**Work item**
Below are records. Find each line in them that holds the word "patterned" and copy it.

**Data section**

>>>

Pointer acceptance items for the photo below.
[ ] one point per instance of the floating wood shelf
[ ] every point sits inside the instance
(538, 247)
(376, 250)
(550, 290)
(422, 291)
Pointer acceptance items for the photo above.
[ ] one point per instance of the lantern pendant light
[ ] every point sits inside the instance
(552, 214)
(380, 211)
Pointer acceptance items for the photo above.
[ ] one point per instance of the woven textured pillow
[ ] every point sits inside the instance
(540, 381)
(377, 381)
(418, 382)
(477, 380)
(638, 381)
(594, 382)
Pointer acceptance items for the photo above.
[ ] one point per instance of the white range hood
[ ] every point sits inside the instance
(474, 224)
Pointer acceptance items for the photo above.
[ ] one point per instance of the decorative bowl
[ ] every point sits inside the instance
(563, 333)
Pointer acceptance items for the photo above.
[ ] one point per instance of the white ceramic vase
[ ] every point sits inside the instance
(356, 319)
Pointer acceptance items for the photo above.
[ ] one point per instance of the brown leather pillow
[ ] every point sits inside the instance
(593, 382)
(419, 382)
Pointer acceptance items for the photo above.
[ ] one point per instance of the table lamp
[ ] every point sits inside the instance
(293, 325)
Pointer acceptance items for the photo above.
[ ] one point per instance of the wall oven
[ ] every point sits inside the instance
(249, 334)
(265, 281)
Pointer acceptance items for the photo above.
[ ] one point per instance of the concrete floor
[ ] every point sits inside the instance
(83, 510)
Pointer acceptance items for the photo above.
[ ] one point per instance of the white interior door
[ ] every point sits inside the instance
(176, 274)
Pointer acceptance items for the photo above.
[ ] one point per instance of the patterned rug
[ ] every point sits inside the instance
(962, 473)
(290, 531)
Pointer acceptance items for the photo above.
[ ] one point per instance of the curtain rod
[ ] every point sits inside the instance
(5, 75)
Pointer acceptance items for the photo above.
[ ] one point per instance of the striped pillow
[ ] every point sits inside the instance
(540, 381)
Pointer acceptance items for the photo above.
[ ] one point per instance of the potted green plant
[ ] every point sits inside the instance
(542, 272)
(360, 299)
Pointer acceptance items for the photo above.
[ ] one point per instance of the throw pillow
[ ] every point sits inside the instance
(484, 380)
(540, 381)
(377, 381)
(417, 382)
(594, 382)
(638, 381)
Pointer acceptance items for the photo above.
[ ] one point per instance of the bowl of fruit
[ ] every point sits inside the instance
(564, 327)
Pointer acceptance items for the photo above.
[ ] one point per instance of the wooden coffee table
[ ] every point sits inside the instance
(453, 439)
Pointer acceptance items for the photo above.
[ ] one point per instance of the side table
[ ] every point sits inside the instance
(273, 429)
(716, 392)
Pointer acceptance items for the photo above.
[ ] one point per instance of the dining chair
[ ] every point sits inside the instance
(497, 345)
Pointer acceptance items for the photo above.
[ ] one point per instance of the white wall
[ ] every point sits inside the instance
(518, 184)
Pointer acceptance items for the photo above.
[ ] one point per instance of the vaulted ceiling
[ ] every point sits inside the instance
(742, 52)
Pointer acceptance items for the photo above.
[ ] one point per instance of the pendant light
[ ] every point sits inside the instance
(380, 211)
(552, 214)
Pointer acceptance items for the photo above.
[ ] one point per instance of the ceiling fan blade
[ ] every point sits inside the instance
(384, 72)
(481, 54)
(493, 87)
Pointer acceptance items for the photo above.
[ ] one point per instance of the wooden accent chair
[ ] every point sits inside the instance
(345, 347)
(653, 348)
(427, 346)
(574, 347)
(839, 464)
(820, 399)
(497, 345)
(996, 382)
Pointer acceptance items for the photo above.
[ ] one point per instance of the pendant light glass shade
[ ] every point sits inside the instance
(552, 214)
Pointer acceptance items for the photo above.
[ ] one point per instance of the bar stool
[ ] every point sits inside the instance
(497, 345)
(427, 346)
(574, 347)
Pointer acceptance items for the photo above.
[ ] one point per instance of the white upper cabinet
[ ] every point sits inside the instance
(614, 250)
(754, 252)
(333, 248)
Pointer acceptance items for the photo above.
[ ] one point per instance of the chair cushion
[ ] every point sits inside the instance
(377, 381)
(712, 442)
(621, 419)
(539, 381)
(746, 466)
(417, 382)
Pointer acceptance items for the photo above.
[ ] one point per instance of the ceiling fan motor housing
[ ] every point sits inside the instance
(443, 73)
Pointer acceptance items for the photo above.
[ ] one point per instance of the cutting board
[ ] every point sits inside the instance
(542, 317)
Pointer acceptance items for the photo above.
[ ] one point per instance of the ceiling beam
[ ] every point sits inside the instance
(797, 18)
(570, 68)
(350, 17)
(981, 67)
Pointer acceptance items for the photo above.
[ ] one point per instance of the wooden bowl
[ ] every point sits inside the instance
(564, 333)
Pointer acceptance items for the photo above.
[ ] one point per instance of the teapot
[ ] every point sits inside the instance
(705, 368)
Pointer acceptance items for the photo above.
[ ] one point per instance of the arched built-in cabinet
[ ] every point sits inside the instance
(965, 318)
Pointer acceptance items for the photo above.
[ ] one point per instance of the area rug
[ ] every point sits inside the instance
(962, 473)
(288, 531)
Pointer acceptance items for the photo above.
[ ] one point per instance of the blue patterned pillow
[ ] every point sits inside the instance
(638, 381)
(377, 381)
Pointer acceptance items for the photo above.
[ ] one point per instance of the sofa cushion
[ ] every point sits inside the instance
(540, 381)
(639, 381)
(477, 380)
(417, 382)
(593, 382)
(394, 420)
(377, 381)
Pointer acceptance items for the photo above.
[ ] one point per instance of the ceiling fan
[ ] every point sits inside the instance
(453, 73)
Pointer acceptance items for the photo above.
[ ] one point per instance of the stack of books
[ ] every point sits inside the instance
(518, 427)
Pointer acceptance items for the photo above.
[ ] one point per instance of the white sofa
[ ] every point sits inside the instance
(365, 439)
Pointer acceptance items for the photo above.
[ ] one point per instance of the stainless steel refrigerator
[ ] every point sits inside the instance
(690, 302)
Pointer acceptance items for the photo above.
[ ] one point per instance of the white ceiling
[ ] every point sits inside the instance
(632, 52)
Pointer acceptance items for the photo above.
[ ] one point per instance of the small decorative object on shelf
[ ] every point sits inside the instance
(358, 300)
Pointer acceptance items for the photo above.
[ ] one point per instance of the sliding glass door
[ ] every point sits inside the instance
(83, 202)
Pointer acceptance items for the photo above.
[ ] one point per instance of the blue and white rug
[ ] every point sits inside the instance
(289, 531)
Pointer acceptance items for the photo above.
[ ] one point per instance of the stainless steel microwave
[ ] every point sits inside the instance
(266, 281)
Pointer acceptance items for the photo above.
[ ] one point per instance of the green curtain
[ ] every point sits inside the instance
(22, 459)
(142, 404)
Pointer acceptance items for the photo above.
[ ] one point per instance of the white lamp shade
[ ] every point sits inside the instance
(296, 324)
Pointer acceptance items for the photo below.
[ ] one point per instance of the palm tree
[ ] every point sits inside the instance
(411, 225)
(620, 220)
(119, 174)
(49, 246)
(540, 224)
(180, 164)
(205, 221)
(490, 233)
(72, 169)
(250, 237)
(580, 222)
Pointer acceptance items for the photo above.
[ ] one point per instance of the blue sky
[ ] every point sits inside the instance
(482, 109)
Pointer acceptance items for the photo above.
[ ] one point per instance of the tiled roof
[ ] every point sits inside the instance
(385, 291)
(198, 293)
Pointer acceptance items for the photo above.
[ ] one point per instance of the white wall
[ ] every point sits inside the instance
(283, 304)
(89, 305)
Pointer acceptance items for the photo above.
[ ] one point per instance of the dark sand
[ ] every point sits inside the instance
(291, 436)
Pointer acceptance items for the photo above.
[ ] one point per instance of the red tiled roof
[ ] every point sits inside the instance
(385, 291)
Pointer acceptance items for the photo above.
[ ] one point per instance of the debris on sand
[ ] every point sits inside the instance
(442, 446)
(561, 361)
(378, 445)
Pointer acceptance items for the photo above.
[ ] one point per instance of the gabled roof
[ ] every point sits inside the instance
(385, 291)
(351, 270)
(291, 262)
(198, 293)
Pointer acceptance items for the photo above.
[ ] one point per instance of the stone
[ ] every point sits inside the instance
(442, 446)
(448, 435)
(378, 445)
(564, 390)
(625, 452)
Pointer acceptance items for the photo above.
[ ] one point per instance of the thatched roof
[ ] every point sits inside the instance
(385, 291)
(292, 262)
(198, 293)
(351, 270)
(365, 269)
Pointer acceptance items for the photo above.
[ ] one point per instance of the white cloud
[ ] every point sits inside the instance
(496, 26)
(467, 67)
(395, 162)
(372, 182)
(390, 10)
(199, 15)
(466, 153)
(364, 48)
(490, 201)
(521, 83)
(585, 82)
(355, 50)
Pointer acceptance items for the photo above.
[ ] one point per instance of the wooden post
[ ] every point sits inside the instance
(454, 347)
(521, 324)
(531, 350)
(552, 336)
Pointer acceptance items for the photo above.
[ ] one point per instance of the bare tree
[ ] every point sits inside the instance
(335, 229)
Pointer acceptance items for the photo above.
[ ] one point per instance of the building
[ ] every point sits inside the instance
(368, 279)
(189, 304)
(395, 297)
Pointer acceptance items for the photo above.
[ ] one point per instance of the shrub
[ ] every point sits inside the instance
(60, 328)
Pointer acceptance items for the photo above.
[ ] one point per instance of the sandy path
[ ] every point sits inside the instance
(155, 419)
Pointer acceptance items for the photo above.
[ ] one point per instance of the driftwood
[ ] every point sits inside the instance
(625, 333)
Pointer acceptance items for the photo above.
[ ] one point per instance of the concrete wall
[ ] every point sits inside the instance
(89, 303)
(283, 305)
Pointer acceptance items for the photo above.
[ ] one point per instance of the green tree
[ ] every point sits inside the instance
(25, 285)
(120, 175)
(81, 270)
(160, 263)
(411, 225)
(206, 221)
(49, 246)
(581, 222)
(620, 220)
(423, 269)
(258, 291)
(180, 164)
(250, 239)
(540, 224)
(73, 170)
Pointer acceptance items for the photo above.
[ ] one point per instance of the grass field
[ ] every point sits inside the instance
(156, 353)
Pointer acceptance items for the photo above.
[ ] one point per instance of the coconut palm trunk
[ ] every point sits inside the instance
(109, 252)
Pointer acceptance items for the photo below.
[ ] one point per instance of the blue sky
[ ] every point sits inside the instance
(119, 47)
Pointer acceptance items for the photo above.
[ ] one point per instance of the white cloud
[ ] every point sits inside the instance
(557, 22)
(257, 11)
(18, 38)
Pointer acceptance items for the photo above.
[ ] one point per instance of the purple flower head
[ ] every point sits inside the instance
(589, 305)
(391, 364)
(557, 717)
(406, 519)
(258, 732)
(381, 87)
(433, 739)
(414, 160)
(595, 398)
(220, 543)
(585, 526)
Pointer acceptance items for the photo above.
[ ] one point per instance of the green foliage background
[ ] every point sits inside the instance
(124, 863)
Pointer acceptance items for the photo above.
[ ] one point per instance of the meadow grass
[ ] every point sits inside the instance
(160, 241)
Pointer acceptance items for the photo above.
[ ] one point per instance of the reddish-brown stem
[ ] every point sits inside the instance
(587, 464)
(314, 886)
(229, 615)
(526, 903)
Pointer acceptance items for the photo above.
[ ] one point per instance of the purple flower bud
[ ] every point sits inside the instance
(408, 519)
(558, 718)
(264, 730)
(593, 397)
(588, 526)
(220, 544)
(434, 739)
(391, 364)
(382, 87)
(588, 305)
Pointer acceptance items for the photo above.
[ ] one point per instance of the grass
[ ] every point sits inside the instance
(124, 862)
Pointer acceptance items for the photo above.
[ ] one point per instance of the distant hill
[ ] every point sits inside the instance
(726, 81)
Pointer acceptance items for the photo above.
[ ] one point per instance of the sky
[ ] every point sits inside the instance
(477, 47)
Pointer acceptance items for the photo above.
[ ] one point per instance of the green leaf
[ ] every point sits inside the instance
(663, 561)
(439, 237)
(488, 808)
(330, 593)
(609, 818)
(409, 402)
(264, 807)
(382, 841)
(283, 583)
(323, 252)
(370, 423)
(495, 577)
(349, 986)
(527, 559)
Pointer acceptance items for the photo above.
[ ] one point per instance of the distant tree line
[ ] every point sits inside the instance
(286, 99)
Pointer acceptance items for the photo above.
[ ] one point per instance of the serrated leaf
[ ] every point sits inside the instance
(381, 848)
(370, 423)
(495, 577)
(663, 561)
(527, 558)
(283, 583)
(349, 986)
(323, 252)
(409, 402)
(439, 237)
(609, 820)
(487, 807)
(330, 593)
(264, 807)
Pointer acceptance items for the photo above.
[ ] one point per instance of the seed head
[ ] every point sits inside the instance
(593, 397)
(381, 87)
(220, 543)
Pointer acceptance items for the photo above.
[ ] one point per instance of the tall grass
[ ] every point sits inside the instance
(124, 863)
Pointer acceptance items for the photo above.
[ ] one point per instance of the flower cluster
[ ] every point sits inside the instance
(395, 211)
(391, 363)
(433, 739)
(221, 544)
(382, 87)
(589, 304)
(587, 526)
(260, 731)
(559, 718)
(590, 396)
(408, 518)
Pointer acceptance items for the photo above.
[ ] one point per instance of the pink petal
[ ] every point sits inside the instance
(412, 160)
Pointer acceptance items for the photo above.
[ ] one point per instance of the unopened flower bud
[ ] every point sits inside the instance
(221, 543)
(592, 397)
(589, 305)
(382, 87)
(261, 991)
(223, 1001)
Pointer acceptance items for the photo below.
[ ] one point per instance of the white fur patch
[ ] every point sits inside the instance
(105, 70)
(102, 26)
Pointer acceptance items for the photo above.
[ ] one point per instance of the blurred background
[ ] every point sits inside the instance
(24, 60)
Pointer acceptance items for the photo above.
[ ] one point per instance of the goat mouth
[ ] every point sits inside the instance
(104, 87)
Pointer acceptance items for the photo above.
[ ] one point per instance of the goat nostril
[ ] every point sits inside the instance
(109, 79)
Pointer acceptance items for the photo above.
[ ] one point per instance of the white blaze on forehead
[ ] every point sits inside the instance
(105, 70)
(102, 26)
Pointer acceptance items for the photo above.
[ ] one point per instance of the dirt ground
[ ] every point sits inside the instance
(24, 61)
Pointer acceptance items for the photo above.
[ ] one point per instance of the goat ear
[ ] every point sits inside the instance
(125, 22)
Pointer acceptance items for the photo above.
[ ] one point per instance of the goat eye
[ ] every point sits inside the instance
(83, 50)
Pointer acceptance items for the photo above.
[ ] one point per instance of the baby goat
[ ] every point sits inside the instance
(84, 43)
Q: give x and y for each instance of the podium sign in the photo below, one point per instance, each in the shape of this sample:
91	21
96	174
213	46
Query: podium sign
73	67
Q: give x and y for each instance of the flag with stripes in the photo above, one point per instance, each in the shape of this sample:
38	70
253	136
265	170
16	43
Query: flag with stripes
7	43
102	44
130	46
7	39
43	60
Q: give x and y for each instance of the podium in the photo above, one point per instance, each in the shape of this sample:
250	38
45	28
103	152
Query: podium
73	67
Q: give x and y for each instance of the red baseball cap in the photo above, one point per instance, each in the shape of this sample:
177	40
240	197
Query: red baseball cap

<<<

**Reply**
[ ] one point per instance of the patterned rug
[ ] one point per instance of the blue patterned pillow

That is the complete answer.